Stated task. Rewrite the stretch of the records below that runs from the line containing "Query: shoulder patch" through the line containing "Mark the region of every instance of the work" as a numbered list, leaving out blank lines.

Provided information.

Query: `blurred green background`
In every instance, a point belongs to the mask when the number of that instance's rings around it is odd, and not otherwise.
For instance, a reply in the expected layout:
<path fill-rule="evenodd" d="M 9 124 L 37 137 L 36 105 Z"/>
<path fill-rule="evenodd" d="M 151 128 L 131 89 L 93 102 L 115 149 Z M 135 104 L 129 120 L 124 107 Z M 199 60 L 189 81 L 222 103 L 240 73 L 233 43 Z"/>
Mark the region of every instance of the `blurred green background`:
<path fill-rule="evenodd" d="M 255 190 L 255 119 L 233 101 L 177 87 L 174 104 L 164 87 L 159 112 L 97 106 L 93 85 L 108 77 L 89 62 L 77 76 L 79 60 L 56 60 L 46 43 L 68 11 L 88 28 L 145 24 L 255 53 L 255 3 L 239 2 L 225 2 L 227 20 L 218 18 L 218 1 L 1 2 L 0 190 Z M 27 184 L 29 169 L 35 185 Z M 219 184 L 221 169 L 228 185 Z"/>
==
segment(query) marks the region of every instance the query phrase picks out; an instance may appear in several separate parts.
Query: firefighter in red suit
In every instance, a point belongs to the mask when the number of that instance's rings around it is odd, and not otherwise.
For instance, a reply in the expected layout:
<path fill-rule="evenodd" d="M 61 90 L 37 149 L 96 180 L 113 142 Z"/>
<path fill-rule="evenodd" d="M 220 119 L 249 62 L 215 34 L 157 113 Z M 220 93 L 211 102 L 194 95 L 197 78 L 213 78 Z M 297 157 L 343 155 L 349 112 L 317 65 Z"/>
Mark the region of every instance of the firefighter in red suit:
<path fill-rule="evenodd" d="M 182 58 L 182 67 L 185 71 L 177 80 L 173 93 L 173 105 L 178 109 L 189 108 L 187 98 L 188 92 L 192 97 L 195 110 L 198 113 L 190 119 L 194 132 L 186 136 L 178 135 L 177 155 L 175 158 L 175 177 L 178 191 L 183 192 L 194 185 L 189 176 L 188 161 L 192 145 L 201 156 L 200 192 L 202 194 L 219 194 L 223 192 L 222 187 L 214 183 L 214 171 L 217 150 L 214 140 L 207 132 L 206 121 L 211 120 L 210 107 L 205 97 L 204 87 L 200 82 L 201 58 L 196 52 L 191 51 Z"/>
---
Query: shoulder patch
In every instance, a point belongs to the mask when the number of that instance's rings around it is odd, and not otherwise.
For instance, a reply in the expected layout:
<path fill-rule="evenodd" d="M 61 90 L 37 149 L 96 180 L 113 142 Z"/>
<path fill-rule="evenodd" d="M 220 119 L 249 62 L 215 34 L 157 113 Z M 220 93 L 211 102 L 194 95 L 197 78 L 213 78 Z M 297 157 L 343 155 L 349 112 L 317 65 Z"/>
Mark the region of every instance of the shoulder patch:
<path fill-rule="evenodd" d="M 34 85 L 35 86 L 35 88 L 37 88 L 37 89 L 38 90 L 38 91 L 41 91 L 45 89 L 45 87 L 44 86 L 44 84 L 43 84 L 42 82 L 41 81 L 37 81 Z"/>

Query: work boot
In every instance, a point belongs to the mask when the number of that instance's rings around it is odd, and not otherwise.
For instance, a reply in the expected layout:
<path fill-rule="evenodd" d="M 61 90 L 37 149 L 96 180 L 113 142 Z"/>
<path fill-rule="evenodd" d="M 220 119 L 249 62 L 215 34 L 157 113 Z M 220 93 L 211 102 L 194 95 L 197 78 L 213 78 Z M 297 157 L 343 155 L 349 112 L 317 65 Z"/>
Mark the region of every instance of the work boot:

Task response.
1. Query: shoulder patch
2. In every instance, a point belongs to the mask when the number of that instance's rings around it is odd, and not otherwise.
3. For instance, a reply in the expected layout:
4. <path fill-rule="evenodd" d="M 61 90 L 37 149 L 96 180 L 113 142 Z"/>
5. <path fill-rule="evenodd" d="M 220 119 L 249 62 L 215 34 L 157 113 Z M 220 93 L 211 102 L 194 95 L 197 78 L 213 78 Z M 297 157 L 343 155 L 349 112 L 317 65 Z"/>
6. Mark the region of every instance of the shoulder patch:
7. <path fill-rule="evenodd" d="M 34 85 L 35 86 L 35 88 L 37 88 L 37 89 L 38 90 L 38 91 L 41 91 L 45 89 L 45 87 L 44 86 L 44 84 L 43 84 L 42 82 L 41 81 L 37 81 Z"/>
8. Query: work boot
9. In every instance, a point belongs to the mask when the number of that instance's rings around it is odd, and not otherwise.
10. For instance, a reply in the expected layout:
11. <path fill-rule="evenodd" d="M 61 90 L 37 149 L 96 180 L 113 142 Z"/>
12. <path fill-rule="evenodd" d="M 220 119 L 249 62 L 215 34 L 157 113 Z M 220 93 L 211 102 L 194 95 L 197 78 L 213 78 Z M 297 157 L 343 155 L 349 112 L 317 65 Z"/>
13. Mark the region of every instance of the work boot:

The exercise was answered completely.